◆ **Goal**
Report every line in the rows below that contains the string "outline", treating uppercase and lowercase as different.

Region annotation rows
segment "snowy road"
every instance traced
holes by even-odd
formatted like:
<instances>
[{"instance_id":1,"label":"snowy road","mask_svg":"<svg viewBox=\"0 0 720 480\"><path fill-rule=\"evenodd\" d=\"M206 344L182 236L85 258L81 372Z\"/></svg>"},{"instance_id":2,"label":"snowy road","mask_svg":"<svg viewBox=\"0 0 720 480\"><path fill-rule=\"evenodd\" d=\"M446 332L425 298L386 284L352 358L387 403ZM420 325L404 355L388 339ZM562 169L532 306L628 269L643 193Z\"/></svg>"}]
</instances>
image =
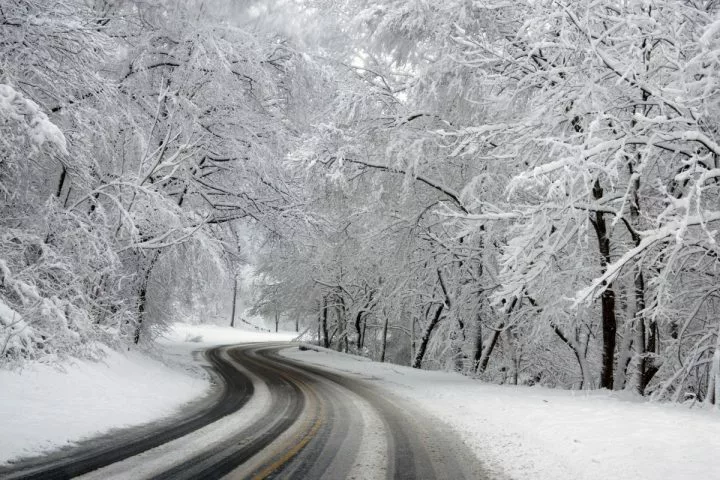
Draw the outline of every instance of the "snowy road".
<instances>
[{"instance_id":1,"label":"snowy road","mask_svg":"<svg viewBox=\"0 0 720 480\"><path fill-rule=\"evenodd\" d=\"M278 355L211 349L226 388L182 419L106 436L3 478L483 478L442 424L370 381Z\"/></svg>"}]
</instances>

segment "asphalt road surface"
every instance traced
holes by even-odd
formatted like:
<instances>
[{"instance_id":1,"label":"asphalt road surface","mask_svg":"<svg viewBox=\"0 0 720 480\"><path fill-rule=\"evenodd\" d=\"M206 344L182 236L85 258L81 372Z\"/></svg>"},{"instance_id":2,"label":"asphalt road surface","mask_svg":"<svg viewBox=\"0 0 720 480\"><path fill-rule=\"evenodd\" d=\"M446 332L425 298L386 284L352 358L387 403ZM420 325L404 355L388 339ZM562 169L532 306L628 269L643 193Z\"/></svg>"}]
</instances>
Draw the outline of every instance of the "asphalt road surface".
<instances>
[{"instance_id":1,"label":"asphalt road surface","mask_svg":"<svg viewBox=\"0 0 720 480\"><path fill-rule=\"evenodd\" d=\"M486 478L424 411L371 380L280 356L288 346L208 350L217 388L181 416L0 468L0 478Z\"/></svg>"}]
</instances>

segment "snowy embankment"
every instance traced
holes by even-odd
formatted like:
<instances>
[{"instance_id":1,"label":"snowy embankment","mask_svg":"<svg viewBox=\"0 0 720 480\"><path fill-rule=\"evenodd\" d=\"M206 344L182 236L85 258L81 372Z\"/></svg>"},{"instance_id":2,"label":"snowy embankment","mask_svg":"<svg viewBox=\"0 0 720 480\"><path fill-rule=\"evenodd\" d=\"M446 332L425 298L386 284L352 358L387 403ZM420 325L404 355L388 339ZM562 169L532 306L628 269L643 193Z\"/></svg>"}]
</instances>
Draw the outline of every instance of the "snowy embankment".
<instances>
[{"instance_id":1,"label":"snowy embankment","mask_svg":"<svg viewBox=\"0 0 720 480\"><path fill-rule=\"evenodd\" d=\"M193 351L294 335L176 324L158 342L155 358L108 350L100 362L0 370L0 464L177 413L210 389Z\"/></svg>"},{"instance_id":2,"label":"snowy embankment","mask_svg":"<svg viewBox=\"0 0 720 480\"><path fill-rule=\"evenodd\" d=\"M283 355L360 375L417 402L455 429L498 478L720 479L717 411L607 391L488 385L318 350Z\"/></svg>"}]
</instances>

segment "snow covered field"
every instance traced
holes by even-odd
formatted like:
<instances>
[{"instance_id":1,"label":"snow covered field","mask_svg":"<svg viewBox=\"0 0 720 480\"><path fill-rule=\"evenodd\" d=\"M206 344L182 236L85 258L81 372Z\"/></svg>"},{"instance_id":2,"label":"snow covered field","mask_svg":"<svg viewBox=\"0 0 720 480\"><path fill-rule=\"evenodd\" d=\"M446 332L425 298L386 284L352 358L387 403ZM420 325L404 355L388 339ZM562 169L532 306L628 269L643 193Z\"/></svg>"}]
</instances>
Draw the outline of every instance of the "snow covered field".
<instances>
[{"instance_id":1,"label":"snow covered field","mask_svg":"<svg viewBox=\"0 0 720 480\"><path fill-rule=\"evenodd\" d=\"M102 362L0 370L0 464L173 414L209 390L194 350L295 335L248 328L176 324L158 341L158 359L108 350Z\"/></svg>"},{"instance_id":2,"label":"snow covered field","mask_svg":"<svg viewBox=\"0 0 720 480\"><path fill-rule=\"evenodd\" d=\"M313 347L314 348L314 347ZM720 479L720 412L607 391L488 385L319 349L287 357L359 374L452 426L498 477Z\"/></svg>"}]
</instances>

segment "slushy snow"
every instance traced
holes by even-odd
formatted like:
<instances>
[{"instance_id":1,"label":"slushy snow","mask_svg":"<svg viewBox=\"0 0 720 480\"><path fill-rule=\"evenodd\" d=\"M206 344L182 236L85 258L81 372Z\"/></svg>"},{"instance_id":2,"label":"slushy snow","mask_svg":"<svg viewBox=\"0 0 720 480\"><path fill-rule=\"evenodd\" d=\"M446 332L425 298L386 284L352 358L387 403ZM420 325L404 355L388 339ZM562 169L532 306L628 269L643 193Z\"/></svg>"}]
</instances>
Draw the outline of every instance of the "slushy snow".
<instances>
[{"instance_id":1,"label":"slushy snow","mask_svg":"<svg viewBox=\"0 0 720 480\"><path fill-rule=\"evenodd\" d=\"M107 350L101 362L0 370L0 464L177 413L210 389L193 360L196 350L295 335L179 323L158 341L156 355L162 360Z\"/></svg>"},{"instance_id":2,"label":"slushy snow","mask_svg":"<svg viewBox=\"0 0 720 480\"><path fill-rule=\"evenodd\" d=\"M718 411L608 391L489 385L317 350L283 354L416 402L454 429L494 478L720 479Z\"/></svg>"}]
</instances>

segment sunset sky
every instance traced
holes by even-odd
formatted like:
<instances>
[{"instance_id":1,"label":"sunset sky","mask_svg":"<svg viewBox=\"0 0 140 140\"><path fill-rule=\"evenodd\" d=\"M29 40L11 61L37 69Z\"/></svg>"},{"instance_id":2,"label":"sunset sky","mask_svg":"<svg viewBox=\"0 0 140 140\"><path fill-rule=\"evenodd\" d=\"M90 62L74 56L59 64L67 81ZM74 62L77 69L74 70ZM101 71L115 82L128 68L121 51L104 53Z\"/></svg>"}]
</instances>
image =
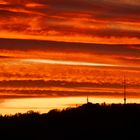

◆ **The completed task**
Draw the outline of every instance of the "snowy road".
Draw the outline of every instance of the "asphalt road surface".
Draw the outline of every instance of the "snowy embankment".
Draw the outline of every instance of the "snow covered field".
Draw the outline of every instance of the "slushy snow".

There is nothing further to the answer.